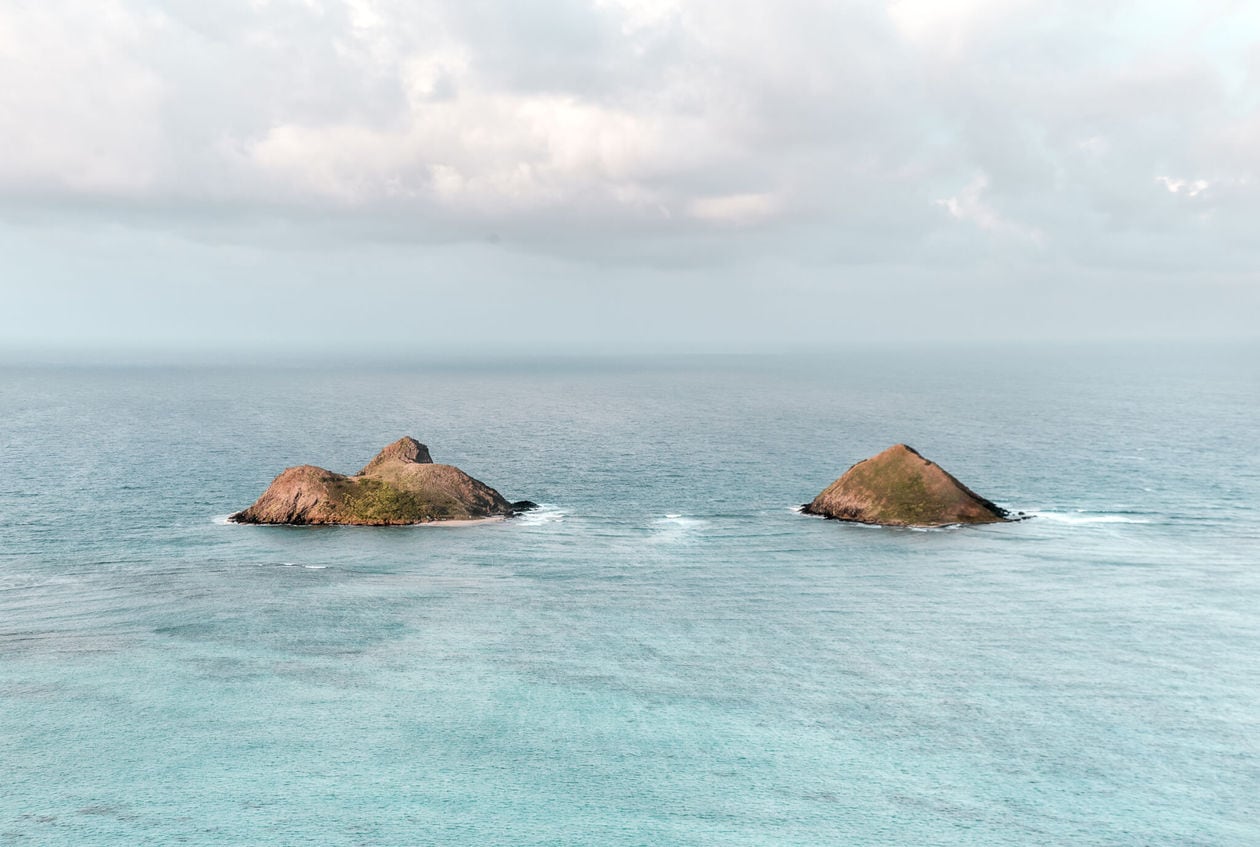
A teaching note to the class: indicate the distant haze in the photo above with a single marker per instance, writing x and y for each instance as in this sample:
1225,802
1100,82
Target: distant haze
411,175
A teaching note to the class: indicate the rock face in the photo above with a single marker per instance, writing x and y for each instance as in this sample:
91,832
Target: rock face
900,488
401,485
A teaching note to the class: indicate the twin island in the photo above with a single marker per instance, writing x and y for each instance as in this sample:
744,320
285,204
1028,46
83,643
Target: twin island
403,485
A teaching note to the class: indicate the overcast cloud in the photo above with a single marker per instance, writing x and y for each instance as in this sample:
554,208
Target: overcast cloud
407,174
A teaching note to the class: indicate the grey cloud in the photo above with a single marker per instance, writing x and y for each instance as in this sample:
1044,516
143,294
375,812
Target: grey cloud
803,146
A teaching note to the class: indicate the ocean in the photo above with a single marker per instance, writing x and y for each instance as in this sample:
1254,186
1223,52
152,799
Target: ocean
665,652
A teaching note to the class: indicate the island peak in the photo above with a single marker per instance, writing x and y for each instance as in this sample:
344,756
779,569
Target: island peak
400,485
405,449
900,487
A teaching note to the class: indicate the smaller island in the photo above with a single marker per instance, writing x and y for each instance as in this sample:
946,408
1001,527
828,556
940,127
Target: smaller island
901,488
402,485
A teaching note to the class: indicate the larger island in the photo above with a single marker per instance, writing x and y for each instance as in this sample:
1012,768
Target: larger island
401,485
901,488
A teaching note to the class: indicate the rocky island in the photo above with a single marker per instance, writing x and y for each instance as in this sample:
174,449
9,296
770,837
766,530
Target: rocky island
401,485
900,488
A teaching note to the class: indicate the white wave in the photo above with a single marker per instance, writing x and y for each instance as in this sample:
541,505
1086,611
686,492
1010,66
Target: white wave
1081,517
544,513
674,528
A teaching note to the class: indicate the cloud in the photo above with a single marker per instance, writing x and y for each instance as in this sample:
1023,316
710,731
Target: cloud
634,130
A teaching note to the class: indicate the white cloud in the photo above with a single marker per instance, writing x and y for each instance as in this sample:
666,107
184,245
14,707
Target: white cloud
1183,187
970,206
735,208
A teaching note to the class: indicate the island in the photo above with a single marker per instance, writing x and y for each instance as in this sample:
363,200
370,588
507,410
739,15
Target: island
901,488
402,485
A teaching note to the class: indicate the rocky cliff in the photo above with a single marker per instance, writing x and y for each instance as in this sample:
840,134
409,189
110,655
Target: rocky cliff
401,485
901,488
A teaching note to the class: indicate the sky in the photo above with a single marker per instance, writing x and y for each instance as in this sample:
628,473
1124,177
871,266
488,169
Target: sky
416,175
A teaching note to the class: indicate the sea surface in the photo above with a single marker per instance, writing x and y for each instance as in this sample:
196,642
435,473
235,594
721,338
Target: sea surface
665,653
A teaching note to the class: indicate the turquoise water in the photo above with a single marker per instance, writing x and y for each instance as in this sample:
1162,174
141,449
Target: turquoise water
665,653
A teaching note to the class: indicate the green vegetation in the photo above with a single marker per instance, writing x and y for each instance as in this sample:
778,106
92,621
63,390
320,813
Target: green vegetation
371,501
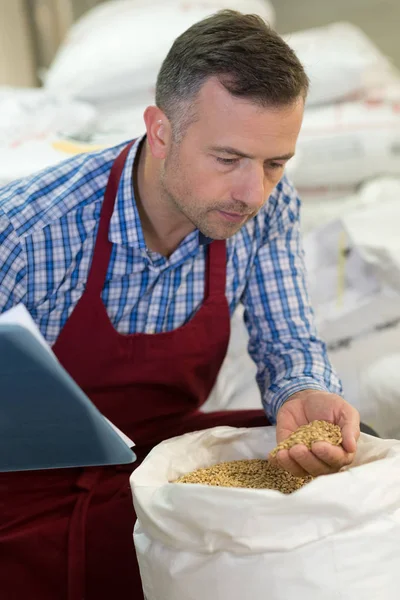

- **Problem requirements**
Would you return the records exactly, keeping out every picture?

- **Result**
A teaching note to the class: indicate the distant haze in the photo above with a single marker per instance, writing x and y for each instance as in this sample:
1225,802
1100,82
Target: distant haze
411,175
A teaching note to the class: indicate the rock face in the photo above with a single marker per instance, writing x and y for each instance as in this sample:
91,832
Target: rock face
900,488
401,485
A teaching note to the class: indicate the twin island in the photo above with a single marker per instance, writing x and y for each instance as in this sample:
744,320
285,204
1028,46
83,643
Target: twin island
403,485
A teaching note to the class: indicate the overcast cloud in the photo above with a single marker per instance, writing x and y for each instance as in this sample:
554,208
Target: overcast cloud
407,174
A teaching note to the class: indicate the grey cloud in the photo above with a single marker per instance, writing x and y for each instance as in this sample:
1044,516
143,294
375,812
Target: grey cloud
803,146
A teaching note to the class: indicate the ocean in the photo above with a single marker per instance, writing x and y for each instance as in this sample:
1254,186
1223,52
152,799
Target: ocean
665,652
A teaching note to the class: indicate the island peak in the photo above with a single marker per instance, writing x and y for each instance as in this sample:
344,756
779,569
Target: island peak
400,485
405,449
900,487
A teaching note to the class: indicate the smaller island in the photo above with a single marker per instance, writing x and y for each instance as in this sample:
946,408
1001,527
828,556
940,127
Target: smaller island
901,488
402,485
A teaching note to the class: indicate the larger island in the photo above with a single marker per instance, writing x and y for each instance as in this sample:
1012,768
Target: larger island
401,485
901,488
A teaching note to the class: indicate the rocky island in the photo above with a single marker per instance, writing x and y for each instance as in this sample:
174,449
9,296
770,837
766,530
Target: rocky island
401,485
900,488
A teaching note to the class: indicate the white wave in the photo above with a single marker per instance, writing x and y for each instance as in this sample:
541,505
1086,611
686,492
1010,66
Target: white wave
1081,517
544,513
674,528
A teaching note to the class: indicate the cloud in the photo above with a single marker per instance, writing x and y for each instance as in this sample:
1023,316
710,731
Target: cloud
634,130
A teaching note to the class: indicate the white cloud in the photo above with a single marker per instance, writing x and y for each instance as in this sample:
666,107
184,245
14,707
Target: white cloud
1183,187
970,206
735,208
A teaching note to the class: indicate the island in the photo above with a single marker per instance, writing x and y for each instance as in this sample:
363,200
370,588
507,410
739,15
Target: island
901,488
402,485
A teaching note to the class: indicate the rocky cliff in the photo above with a single marker per instance, writing x and y for each instance as in this sample:
840,134
409,189
110,655
Target: rocky cliff
401,485
901,488
A teaching note to the class: indicate the sky in the photo above with a single marker per instance, writing x and y for each instance as in this sample:
628,473
1124,177
871,266
488,169
Target: sky
416,175
A teaching note to the class: indicate the sea surface in the photo above with a single marker per instance, writing x and y for each instance as in this sample:
196,642
435,473
235,594
721,338
Target: sea surface
665,653
A teaching note to the class: indicate the turquoise water in the photo above with a single marker per instance, writing x and y for each instance as in this sample:
1162,174
141,449
Target: turquoise water
665,653
A teaching note to the class: indicate the green vegetation in the photo above with a single marker per instance, writing x and y for each instance as in this sample:
778,106
92,621
63,390
320,813
Target: green vegetation
371,501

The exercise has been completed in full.